▶ _Stated goal_: Please reproduce all the records below with every "Exercise" changed to "Task" and nothing else altered.

# start of Task material

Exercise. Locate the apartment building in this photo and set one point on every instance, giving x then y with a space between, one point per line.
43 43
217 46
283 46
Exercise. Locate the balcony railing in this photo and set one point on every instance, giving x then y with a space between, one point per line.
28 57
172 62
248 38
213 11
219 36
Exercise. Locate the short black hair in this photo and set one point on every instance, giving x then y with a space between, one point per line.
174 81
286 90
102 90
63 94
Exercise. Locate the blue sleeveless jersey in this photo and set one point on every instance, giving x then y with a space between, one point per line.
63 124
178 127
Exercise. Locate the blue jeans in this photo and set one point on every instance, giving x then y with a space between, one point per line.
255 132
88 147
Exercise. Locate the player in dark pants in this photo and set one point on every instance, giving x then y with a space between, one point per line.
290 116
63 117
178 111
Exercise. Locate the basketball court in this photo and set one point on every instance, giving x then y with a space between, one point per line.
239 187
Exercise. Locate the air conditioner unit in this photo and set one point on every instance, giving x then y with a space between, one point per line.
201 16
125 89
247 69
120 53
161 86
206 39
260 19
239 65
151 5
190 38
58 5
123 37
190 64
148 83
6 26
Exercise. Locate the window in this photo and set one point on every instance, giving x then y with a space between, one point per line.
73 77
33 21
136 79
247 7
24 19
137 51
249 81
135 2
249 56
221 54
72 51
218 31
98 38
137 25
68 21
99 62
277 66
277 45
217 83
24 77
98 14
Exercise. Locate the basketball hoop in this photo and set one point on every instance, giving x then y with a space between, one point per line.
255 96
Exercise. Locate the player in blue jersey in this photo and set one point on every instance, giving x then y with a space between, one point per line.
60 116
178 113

# end of Task material

▶ _Written response_:
Task. Locate the apartment building in this photo and set one point on every instance, giving x then y with a space between, one point per line.
43 43
217 46
283 46
Task. Locate the balcony railing in this photo and set one point on every instance, giving x then y with a space between, one point per line.
28 57
172 62
248 38
213 11
219 36
Task. Locate the short black hair in this photo and set one point on every instance, giving x then y with a space between, one point per line.
174 81
286 90
102 90
63 94
Task. Locate the blue sleeveless jersey in this photo and set one point on every instance, giving x then y with a space between, one point per line.
63 124
178 127
Task. Locate the blue jeans in this photo and set one point on every instance, giving x then y with a space between, one point per line.
255 132
88 147
Task. Locate the player in dark pants in this photo and set one point on every instance, giving x then y with a space between, one point per line.
290 116
63 117
178 111
Task. Locate the basketball court in this photo and set one point on every instance, giving x then y with a space between, one point per line.
239 187
Task. Locate the air conditioner unit in this photo and set one point on every instance, giving x then y with a space between, one point per line.
201 16
125 89
247 69
120 53
161 86
206 39
260 19
239 65
151 5
190 38
58 5
123 37
190 64
148 83
6 26
Task. Locate the window in this photo and set one point on every instance, giving x then y with a space between, one point per line.
73 77
33 21
136 79
247 7
24 19
137 51
249 81
135 2
249 56
221 54
72 51
218 31
98 38
137 25
68 21
99 62
277 66
277 45
217 83
24 77
98 14
Task. Locate the basketball hoop in this photo and set one point on every instance, giving x then y with a space between, one point per line.
255 96
Task. Locate the player in blue jersey in this photo and set one point on every instance, giving x then y with a space between, one point per line.
60 116
178 113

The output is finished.